■ PROBLEM
Restate the entries word for word, omitting nothing.

Data entries

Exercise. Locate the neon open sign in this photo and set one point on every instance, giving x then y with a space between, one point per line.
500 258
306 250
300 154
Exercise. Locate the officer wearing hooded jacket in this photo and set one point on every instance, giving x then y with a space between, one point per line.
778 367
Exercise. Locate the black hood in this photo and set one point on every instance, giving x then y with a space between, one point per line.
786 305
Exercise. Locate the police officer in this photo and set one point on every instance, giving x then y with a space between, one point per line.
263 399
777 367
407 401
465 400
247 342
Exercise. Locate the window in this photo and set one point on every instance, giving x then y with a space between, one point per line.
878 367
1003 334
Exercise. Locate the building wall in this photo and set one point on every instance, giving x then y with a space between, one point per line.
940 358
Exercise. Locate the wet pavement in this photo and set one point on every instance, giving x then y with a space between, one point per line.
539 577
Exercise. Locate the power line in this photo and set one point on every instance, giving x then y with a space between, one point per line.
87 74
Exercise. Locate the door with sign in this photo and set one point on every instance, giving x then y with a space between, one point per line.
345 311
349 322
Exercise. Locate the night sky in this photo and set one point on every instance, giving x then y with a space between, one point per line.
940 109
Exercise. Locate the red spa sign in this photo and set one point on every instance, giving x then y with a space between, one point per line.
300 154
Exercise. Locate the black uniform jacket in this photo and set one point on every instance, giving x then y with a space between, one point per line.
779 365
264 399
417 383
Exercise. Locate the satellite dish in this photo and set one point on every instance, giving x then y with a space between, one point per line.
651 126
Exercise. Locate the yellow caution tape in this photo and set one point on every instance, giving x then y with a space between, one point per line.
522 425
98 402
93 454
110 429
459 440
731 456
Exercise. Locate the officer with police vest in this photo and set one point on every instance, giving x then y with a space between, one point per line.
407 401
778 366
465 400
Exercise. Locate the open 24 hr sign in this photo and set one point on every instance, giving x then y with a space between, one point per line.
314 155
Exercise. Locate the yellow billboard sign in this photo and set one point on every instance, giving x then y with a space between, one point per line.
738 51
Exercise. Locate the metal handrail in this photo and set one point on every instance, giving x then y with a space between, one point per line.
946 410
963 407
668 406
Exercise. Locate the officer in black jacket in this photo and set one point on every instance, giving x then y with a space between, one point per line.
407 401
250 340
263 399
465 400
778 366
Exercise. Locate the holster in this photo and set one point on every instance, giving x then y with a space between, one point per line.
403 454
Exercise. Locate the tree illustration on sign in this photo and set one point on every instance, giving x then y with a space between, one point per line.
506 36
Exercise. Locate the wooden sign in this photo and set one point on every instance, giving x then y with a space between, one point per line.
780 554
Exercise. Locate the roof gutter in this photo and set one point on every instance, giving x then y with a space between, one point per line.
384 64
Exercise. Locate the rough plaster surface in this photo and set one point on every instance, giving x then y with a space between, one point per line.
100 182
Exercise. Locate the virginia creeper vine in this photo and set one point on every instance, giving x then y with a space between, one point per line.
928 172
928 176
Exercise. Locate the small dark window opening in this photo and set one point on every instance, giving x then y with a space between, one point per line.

■ OUTPUT OF THE EXERCISE
Exercise. Locate the neon open sign in this photo and set one point on every instance, giving x then y with a space between, one point per line.
500 258
306 250
300 154
Exercise. Locate the officer wearing hooded jacket in this photo and set one point on every instance, giving x then y with a space between, one point per line.
778 367
Exercise. Locate the black hood in this photo and set one point on every instance, giving x then y with a space between, one point per line.
786 305
Exercise. Locate the police officer in this photo and set one point on every instance, giving x then y with a space between, one point per line.
263 399
777 367
407 401
465 400
247 342
Exercise. Locate the window in this photo and set one point on every instance, giving x then y with a space between, one point per line.
878 367
1003 334
Exercise. Locate the building wall in this photo and set one point on every instance, giving x then y with a space between, one point per line.
940 358
Exercise. Locate the wet pavement in this photo and set one point on every instance, giving x then y with a space between, one point per line.
539 577
Exercise. Locate the power line in this photo and set one point on every instance, giving x then y with a space between, one point per line.
87 74
Exercise. Locate the door with sign in this photo and set one point on every instance, giving x then y with a space between, one point per line.
345 311
349 322
Exercise. Locate the night sky in this photo and set one point on every instance, giving x then y with a space between, one point per line.
940 109
Exercise. Locate the red spa sign in this photo and set one point on every instance, giving x then y with a space between, one point per line.
300 154
Exercise. Locate the black uniform jacket in this photo and set one point on every instance, giving x then y with a space between, one point per line.
779 365
264 399
417 383
Exercise. Locate the satellite dish in this photo and set one point on every instance, giving x then y with a space between, one point per line.
651 126
Exercise. Locate the yellow caution tape in this photo and set one point on every instance, giving x then y with a space between, one point per line.
522 425
98 402
93 454
110 429
459 440
731 456
Exercise. Locate the officer with police vest in this photo and set one point on every instance, giving x then y with a space between, one point per line.
407 401
778 366
465 400
Exercise. Locate the open 24 hr sign in this photo and set one point on every instance, giving x then y with a space between, one point per line.
314 155
Exercise. Locate the yellow billboard sign in this photo and set one point on every instance, giving x then y with a space between, one point per line.
738 51
Exercise. Locate the metal handrail in this photo and set one point on every instance, giving x then y with a space between, one point per line.
946 410
963 407
668 406
Exercise. Locate the officer in black jacket in this photo and set one point on every instance, giving x then y with a space between, one point per line.
407 401
250 340
263 399
465 400
778 366
Exercise. Locate the holster in this photo and set one point on every instance, giving x then y with a space between, one point per line.
403 454
Exercise. Locate the tree illustration on sign in this photo and set one point on every instance, giving x then y with a space between, one point per line.
506 36
Exercise. Locate the wooden sign in this photo and set one point on every instance, giving x then y with a space between, one point per line.
780 554
Exercise. Locate the roof gutter in this photo and set one point on every instance, giving x then y with a space between, one point per line.
384 64
Exercise. Locate the rough plaster surface in this photo and set one point on every instance, giving x then y with a space between, one point per line.
100 182
Exercise. Locate the virginia creeper vine in this photo and set one point on every instance, giving x then y with a space between, one point per line.
928 172
928 176
Exercise. Locate the small dark window opening in this photo and set one point on every instance, giving x then y with a space between, one point per line.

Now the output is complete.